* _EXERCISE GOAL_
Retype the entries below without any change, beginning with their first line and ending after the line that contains "[[174, 143], [44, 85]]".

-- Begin DATA EXTRACT --

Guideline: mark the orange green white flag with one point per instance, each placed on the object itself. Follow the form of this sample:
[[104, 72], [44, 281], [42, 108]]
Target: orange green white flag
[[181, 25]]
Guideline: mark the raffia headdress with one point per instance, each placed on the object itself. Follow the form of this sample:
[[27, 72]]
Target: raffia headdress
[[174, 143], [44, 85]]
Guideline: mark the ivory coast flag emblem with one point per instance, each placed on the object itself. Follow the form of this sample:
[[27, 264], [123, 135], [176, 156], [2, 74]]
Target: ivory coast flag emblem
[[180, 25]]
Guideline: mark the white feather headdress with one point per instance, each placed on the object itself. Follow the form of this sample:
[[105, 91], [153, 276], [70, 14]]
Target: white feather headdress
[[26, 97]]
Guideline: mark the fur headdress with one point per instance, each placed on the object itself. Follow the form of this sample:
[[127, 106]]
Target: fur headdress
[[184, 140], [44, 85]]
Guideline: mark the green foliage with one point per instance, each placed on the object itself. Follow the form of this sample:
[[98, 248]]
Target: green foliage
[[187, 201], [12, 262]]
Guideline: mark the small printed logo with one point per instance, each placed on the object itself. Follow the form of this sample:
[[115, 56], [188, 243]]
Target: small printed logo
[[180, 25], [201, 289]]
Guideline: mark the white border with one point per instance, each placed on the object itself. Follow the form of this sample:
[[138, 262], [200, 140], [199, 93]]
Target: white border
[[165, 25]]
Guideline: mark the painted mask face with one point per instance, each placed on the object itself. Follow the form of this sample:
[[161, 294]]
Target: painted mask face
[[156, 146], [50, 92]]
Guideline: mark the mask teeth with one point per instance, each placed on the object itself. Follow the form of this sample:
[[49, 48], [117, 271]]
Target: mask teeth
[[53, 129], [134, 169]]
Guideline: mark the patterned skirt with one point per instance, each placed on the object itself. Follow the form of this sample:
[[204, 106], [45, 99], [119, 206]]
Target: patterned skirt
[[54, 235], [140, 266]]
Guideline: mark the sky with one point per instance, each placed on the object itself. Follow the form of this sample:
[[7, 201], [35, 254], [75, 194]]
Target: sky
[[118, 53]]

-- End DATA EXTRACT --

* _RESPONSE TO THE EXERCISE_
Guideline: mark the orange green white flag with one point per instance, each placed on the object itself. Follow the form of this sample:
[[104, 72], [44, 281], [42, 108]]
Target: orange green white flag
[[181, 25]]
Guideline: mark the raffia headdress with one point per instance, each placed on the object itself. Follow the form of this sample:
[[27, 72]]
Target: raffia headdress
[[174, 143], [44, 85]]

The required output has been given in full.